> EXERCISE REQUIREMENTS:
Pictures aside, every line of the listing should be given again exactly.

> THE INPUT:
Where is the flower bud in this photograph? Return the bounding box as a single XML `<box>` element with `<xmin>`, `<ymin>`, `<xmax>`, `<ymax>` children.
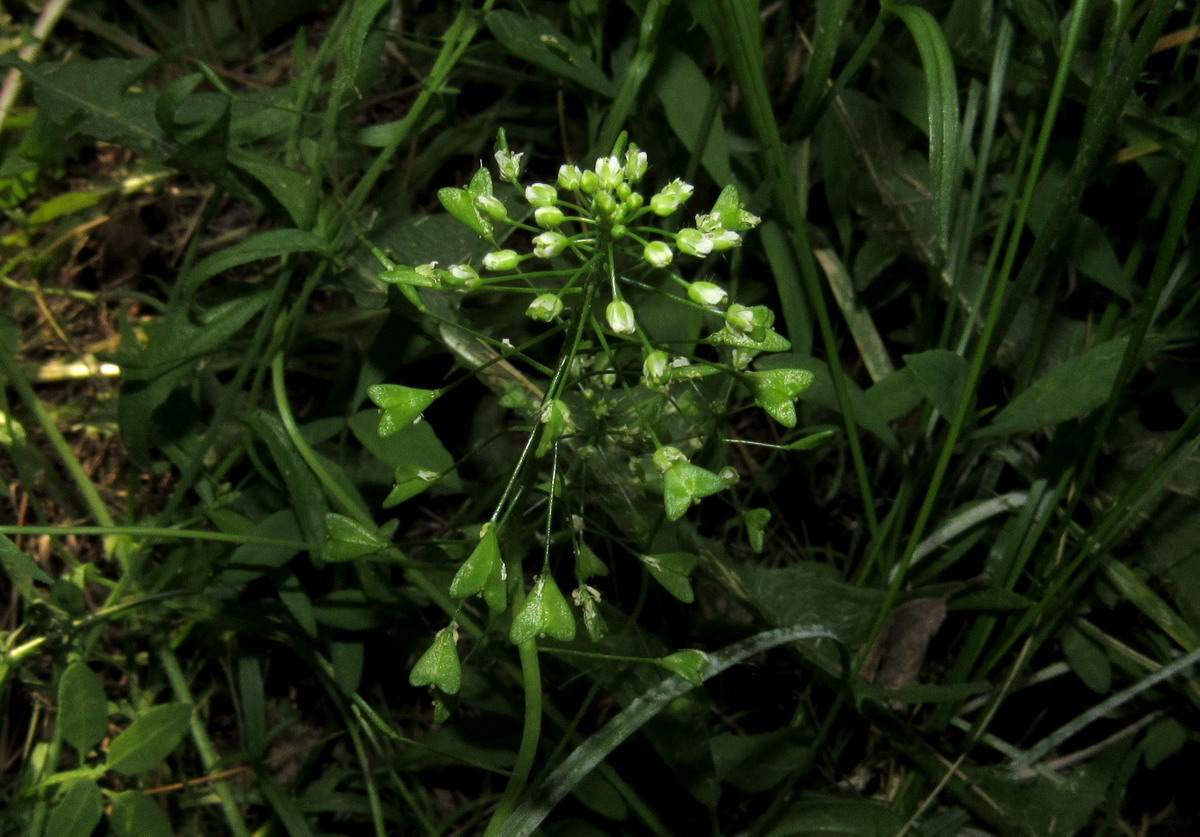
<box><xmin>676</xmin><ymin>228</ymin><xmax>713</xmax><ymax>256</ymax></box>
<box><xmin>579</xmin><ymin>170</ymin><xmax>600</xmax><ymax>194</ymax></box>
<box><xmin>642</xmin><ymin>350</ymin><xmax>670</xmax><ymax>385</ymax></box>
<box><xmin>695</xmin><ymin>212</ymin><xmax>724</xmax><ymax>234</ymax></box>
<box><xmin>624</xmin><ymin>146</ymin><xmax>648</xmax><ymax>182</ymax></box>
<box><xmin>652</xmin><ymin>445</ymin><xmax>687</xmax><ymax>472</ymax></box>
<box><xmin>650</xmin><ymin>179</ymin><xmax>694</xmax><ymax>215</ymax></box>
<box><xmin>474</xmin><ymin>194</ymin><xmax>507</xmax><ymax>220</ymax></box>
<box><xmin>605</xmin><ymin>300</ymin><xmax>637</xmax><ymax>334</ymax></box>
<box><xmin>524</xmin><ymin>182</ymin><xmax>557</xmax><ymax>207</ymax></box>
<box><xmin>595</xmin><ymin>155</ymin><xmax>624</xmax><ymax>190</ymax></box>
<box><xmin>687</xmin><ymin>281</ymin><xmax>728</xmax><ymax>308</ymax></box>
<box><xmin>725</xmin><ymin>303</ymin><xmax>755</xmax><ymax>333</ymax></box>
<box><xmin>533</xmin><ymin>231</ymin><xmax>568</xmax><ymax>258</ymax></box>
<box><xmin>445</xmin><ymin>264</ymin><xmax>481</xmax><ymax>288</ymax></box>
<box><xmin>710</xmin><ymin>230</ymin><xmax>742</xmax><ymax>251</ymax></box>
<box><xmin>526</xmin><ymin>294</ymin><xmax>564</xmax><ymax>321</ymax></box>
<box><xmin>558</xmin><ymin>164</ymin><xmax>583</xmax><ymax>190</ymax></box>
<box><xmin>483</xmin><ymin>250</ymin><xmax>521</xmax><ymax>271</ymax></box>
<box><xmin>643</xmin><ymin>240</ymin><xmax>673</xmax><ymax>268</ymax></box>
<box><xmin>494</xmin><ymin>149</ymin><xmax>524</xmax><ymax>182</ymax></box>
<box><xmin>534</xmin><ymin>205</ymin><xmax>565</xmax><ymax>228</ymax></box>
<box><xmin>594</xmin><ymin>191</ymin><xmax>617</xmax><ymax>216</ymax></box>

> ANSWER BELOW:
Where is the flower bud in this photograph? Return the bounding box as a single XML `<box>` element with `<xmin>`, `<ymin>`, `<xmax>`, `<ymax>` children.
<box><xmin>676</xmin><ymin>228</ymin><xmax>713</xmax><ymax>256</ymax></box>
<box><xmin>579</xmin><ymin>170</ymin><xmax>600</xmax><ymax>194</ymax></box>
<box><xmin>642</xmin><ymin>350</ymin><xmax>670</xmax><ymax>385</ymax></box>
<box><xmin>695</xmin><ymin>212</ymin><xmax>724</xmax><ymax>234</ymax></box>
<box><xmin>624</xmin><ymin>146</ymin><xmax>648</xmax><ymax>182</ymax></box>
<box><xmin>652</xmin><ymin>445</ymin><xmax>687</xmax><ymax>472</ymax></box>
<box><xmin>650</xmin><ymin>179</ymin><xmax>694</xmax><ymax>215</ymax></box>
<box><xmin>474</xmin><ymin>194</ymin><xmax>507</xmax><ymax>220</ymax></box>
<box><xmin>605</xmin><ymin>300</ymin><xmax>637</xmax><ymax>334</ymax></box>
<box><xmin>524</xmin><ymin>182</ymin><xmax>557</xmax><ymax>207</ymax></box>
<box><xmin>595</xmin><ymin>155</ymin><xmax>624</xmax><ymax>190</ymax></box>
<box><xmin>687</xmin><ymin>281</ymin><xmax>728</xmax><ymax>308</ymax></box>
<box><xmin>725</xmin><ymin>303</ymin><xmax>755</xmax><ymax>333</ymax></box>
<box><xmin>533</xmin><ymin>231</ymin><xmax>568</xmax><ymax>258</ymax></box>
<box><xmin>445</xmin><ymin>264</ymin><xmax>481</xmax><ymax>288</ymax></box>
<box><xmin>710</xmin><ymin>230</ymin><xmax>742</xmax><ymax>251</ymax></box>
<box><xmin>526</xmin><ymin>294</ymin><xmax>564</xmax><ymax>321</ymax></box>
<box><xmin>558</xmin><ymin>164</ymin><xmax>583</xmax><ymax>190</ymax></box>
<box><xmin>483</xmin><ymin>250</ymin><xmax>521</xmax><ymax>271</ymax></box>
<box><xmin>643</xmin><ymin>240</ymin><xmax>673</xmax><ymax>268</ymax></box>
<box><xmin>494</xmin><ymin>149</ymin><xmax>524</xmax><ymax>182</ymax></box>
<box><xmin>534</xmin><ymin>205</ymin><xmax>565</xmax><ymax>228</ymax></box>
<box><xmin>594</xmin><ymin>191</ymin><xmax>617</xmax><ymax>216</ymax></box>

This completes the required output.